What to do
Copy out the items below word for word, beginning with the line that contains "find the green" and ending with the last line of the items.

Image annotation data
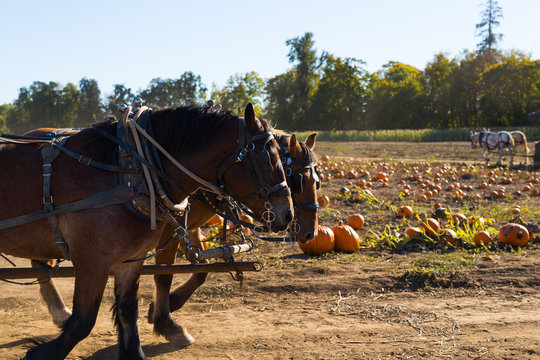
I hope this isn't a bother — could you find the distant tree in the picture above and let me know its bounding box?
[75,78,104,127]
[476,0,503,52]
[0,104,16,134]
[310,55,368,130]
[424,53,458,128]
[10,81,79,133]
[105,84,135,115]
[211,71,264,116]
[140,71,207,107]
[366,61,429,129]
[448,51,487,128]
[480,52,540,126]
[285,32,319,129]
[265,70,297,130]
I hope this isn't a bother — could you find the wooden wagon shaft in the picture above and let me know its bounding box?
[188,243,253,261]
[0,261,262,279]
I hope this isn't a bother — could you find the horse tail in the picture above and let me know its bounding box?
[508,133,516,149]
[522,133,529,155]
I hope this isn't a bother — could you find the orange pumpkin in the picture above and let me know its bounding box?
[398,205,413,217]
[452,213,467,225]
[422,218,441,236]
[332,225,360,252]
[317,195,330,207]
[206,214,223,226]
[347,214,364,230]
[499,223,529,246]
[405,226,422,237]
[298,226,336,256]
[441,229,458,245]
[473,230,493,246]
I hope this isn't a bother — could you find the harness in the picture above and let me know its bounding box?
[478,131,511,150]
[0,102,290,262]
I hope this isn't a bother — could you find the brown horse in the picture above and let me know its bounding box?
[0,105,293,360]
[26,128,320,347]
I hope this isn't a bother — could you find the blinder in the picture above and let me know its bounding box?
[284,158,321,194]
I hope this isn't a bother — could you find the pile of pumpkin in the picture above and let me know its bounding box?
[397,205,534,246]
[298,214,364,256]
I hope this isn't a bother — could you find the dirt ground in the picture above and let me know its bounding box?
[0,142,540,360]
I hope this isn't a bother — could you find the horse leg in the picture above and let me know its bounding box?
[148,228,195,347]
[169,228,208,312]
[113,262,147,360]
[31,260,71,326]
[497,144,503,165]
[24,262,110,360]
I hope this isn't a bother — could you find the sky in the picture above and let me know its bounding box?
[0,0,540,104]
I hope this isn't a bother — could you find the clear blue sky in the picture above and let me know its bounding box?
[0,0,540,104]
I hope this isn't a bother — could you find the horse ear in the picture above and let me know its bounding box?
[305,133,317,150]
[289,134,303,159]
[244,103,264,134]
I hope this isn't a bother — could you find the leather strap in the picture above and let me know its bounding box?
[41,138,70,260]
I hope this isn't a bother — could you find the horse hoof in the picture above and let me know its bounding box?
[169,330,195,348]
[52,307,71,327]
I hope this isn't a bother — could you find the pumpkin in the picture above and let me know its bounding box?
[347,214,364,230]
[499,223,529,246]
[206,214,223,226]
[422,218,441,236]
[441,229,458,246]
[405,226,422,237]
[398,205,413,217]
[240,213,253,234]
[452,213,467,225]
[317,195,330,207]
[298,226,336,256]
[332,225,360,252]
[473,230,493,246]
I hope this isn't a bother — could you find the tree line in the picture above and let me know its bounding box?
[0,32,540,133]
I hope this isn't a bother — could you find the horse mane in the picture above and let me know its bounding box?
[150,106,271,156]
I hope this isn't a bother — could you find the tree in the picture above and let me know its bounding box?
[424,53,458,128]
[366,61,429,129]
[310,55,368,130]
[265,70,296,130]
[480,52,540,126]
[10,81,79,133]
[211,71,264,116]
[140,71,207,107]
[0,104,16,134]
[285,32,318,129]
[476,0,503,52]
[106,84,135,115]
[75,78,103,127]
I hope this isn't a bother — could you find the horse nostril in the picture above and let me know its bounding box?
[285,210,293,223]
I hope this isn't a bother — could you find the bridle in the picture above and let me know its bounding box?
[282,149,321,242]
[217,118,291,226]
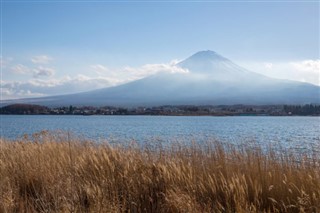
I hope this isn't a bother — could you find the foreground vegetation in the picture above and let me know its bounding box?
[0,132,320,212]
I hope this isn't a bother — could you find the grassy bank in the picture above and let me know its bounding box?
[0,132,320,212]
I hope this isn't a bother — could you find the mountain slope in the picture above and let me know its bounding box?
[1,51,320,106]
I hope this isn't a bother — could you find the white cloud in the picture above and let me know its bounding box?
[0,56,13,68]
[1,62,188,99]
[1,75,121,100]
[31,55,53,64]
[91,64,109,75]
[91,60,188,82]
[264,62,273,69]
[239,59,320,86]
[11,64,31,74]
[33,66,55,78]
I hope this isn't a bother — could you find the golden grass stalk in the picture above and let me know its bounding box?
[0,132,320,212]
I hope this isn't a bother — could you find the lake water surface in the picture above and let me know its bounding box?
[0,115,320,150]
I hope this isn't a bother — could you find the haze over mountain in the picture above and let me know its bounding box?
[4,50,320,107]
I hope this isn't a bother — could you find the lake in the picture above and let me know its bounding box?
[0,115,320,151]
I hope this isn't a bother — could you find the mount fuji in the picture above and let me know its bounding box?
[4,50,320,107]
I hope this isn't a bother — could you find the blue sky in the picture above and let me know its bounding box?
[1,0,320,99]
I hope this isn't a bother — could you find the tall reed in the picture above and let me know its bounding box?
[0,131,320,212]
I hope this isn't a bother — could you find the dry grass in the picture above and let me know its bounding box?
[0,132,320,212]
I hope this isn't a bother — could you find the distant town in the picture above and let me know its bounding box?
[0,104,320,116]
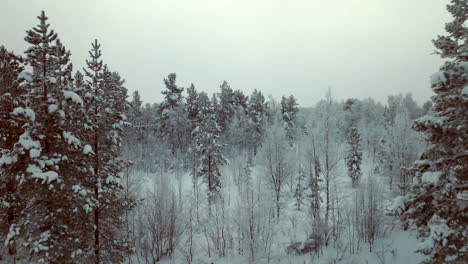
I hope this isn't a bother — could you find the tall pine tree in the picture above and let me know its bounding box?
[403,0,468,263]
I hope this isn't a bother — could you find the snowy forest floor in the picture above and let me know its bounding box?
[127,155,424,264]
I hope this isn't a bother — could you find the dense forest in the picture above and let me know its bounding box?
[0,0,468,263]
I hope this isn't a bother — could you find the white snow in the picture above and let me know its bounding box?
[18,131,41,149]
[462,85,468,95]
[63,131,81,145]
[18,72,32,82]
[389,196,408,215]
[83,145,93,154]
[72,185,87,196]
[29,149,41,159]
[31,171,58,183]
[416,115,447,125]
[421,171,442,184]
[48,104,58,113]
[0,154,18,166]
[13,107,36,121]
[63,91,83,105]
[431,71,446,86]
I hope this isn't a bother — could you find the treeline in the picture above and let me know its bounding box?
[0,12,136,263]
[0,0,468,263]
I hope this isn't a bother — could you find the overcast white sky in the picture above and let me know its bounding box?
[0,0,450,106]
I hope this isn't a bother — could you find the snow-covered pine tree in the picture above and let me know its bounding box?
[158,73,191,154]
[2,12,94,263]
[346,127,362,187]
[403,0,468,263]
[192,102,226,216]
[281,95,299,142]
[247,90,266,155]
[185,83,200,129]
[216,81,235,132]
[308,155,322,220]
[0,46,28,255]
[84,40,134,263]
[293,166,307,211]
[233,90,249,113]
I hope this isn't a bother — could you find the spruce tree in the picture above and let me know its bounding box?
[186,83,200,129]
[281,95,299,142]
[247,90,266,154]
[217,81,235,132]
[2,12,94,263]
[346,127,362,187]
[293,166,307,211]
[0,46,29,255]
[192,102,226,216]
[84,40,134,263]
[403,0,468,263]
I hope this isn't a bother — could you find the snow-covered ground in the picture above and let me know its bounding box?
[126,155,423,264]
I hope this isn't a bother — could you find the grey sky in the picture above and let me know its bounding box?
[0,0,450,106]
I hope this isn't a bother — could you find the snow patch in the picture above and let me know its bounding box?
[18,131,41,149]
[29,149,41,159]
[48,104,58,113]
[63,131,81,145]
[0,154,18,166]
[431,71,446,87]
[18,72,32,82]
[421,171,442,184]
[83,145,93,154]
[389,196,408,215]
[13,107,36,121]
[462,85,468,95]
[63,91,83,105]
[31,171,58,183]
[416,115,447,125]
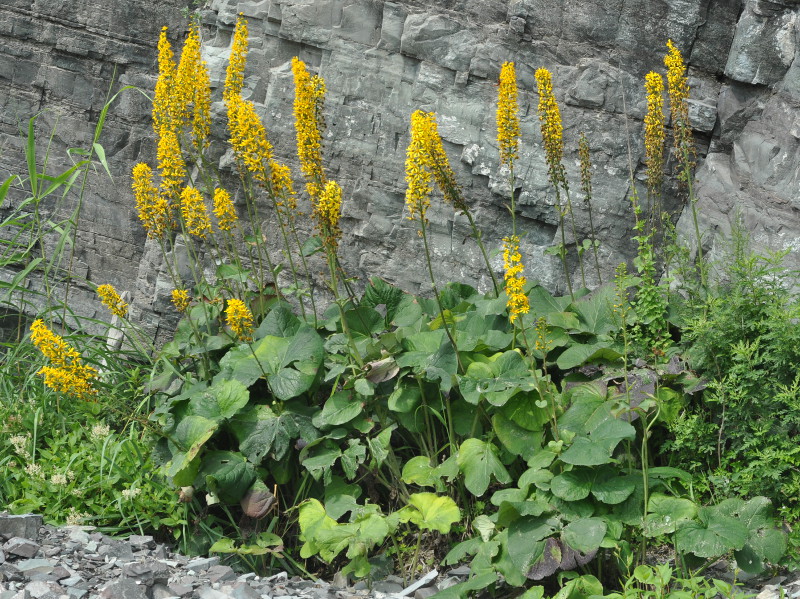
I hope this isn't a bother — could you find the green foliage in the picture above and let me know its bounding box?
[665,228,800,506]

Answer to the task
I hope this isn't a bother — could you find the green foliage in the picture above and let me know its bounding box?
[665,228,800,506]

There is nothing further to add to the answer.